## WHAT YOU ARE ASKED TO DO
Your output must consist solely of the lines from the one containing "of the blue" through the end of the records, reproduced exactly.

[Labeled-object pointing entries]
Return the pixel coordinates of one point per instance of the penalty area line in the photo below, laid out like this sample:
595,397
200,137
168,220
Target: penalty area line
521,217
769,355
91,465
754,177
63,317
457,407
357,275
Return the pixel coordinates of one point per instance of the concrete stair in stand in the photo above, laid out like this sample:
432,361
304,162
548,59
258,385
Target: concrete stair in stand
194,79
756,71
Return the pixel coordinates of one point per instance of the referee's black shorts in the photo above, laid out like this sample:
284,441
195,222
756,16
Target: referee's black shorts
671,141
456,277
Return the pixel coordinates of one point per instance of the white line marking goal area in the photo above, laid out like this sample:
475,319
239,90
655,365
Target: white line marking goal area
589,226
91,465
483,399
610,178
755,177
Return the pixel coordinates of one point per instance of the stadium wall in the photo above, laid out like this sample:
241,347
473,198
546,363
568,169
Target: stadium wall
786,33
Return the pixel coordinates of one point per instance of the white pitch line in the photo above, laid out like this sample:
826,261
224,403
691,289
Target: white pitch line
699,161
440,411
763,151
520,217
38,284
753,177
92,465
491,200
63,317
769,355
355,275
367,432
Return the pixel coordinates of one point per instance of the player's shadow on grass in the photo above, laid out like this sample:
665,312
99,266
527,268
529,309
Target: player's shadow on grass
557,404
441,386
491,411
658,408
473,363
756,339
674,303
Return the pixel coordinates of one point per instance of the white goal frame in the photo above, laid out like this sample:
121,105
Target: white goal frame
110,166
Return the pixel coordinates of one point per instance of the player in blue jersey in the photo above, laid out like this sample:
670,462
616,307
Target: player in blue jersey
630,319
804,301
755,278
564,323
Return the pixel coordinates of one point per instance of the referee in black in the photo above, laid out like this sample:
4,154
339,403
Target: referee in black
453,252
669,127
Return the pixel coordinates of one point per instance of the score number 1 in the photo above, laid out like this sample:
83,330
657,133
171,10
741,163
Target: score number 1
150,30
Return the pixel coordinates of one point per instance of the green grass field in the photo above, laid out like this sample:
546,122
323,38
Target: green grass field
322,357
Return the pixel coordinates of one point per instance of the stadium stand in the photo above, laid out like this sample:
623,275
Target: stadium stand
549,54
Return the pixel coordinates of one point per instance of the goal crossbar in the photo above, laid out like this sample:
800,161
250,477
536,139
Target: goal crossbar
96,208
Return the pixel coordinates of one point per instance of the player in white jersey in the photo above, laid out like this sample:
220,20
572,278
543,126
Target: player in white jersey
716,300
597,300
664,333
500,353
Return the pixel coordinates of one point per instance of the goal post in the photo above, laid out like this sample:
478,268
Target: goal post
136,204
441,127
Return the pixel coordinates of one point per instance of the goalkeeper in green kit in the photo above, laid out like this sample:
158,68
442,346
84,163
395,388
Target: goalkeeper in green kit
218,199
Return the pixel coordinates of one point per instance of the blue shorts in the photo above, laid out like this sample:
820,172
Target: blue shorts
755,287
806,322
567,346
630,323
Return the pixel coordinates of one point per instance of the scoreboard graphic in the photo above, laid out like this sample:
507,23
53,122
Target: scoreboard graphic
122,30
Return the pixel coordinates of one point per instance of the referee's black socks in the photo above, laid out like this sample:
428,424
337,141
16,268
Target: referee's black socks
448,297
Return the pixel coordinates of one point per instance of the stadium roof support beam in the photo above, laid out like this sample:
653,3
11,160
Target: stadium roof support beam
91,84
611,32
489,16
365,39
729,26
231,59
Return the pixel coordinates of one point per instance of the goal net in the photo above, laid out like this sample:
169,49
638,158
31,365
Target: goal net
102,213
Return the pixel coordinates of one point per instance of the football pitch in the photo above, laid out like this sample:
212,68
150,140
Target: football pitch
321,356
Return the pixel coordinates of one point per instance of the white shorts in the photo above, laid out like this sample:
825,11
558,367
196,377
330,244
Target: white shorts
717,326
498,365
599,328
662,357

## SOLUTION FOR THIS PROBLEM
Return the pixel coordinates of one point per instance of the blue shorts in the photo above, laid out like this sample:
820,172
Target: blue shorts
755,287
806,322
567,346
630,323
Return the pixel coordinates of one point per instance of the scoreboard graphic in the photo above, laid out like this sample:
507,23
53,122
Target: scoreboard graphic
122,30
Return the pixel coordinates of one point per instance of the referee's black socks in the photo above, laid out like this sample:
428,424
337,141
16,268
Target: referee's black socks
448,297
Return the pixel coordinates of one point per instance of the stadium roof support beam in the photo above, laid out like this sample:
653,3
11,160
Target: stadium roof support beam
91,84
611,32
489,16
365,39
729,26
231,59
Return the pixel coordinates of one point per instance of the goal net in the photo above, laid out like this sample:
169,49
638,158
31,365
Target: goal net
102,213
Return the pixel coordinates of one point per instance of the football pitch in the photo above, laid out like this sample:
212,68
150,140
Target: football pitch
321,356
Return the pixel coordinates of one point per instance of the white shorts in the photo above, laid out like this sample:
825,11
558,367
196,377
330,244
Target: white shorts
717,326
498,365
599,328
662,357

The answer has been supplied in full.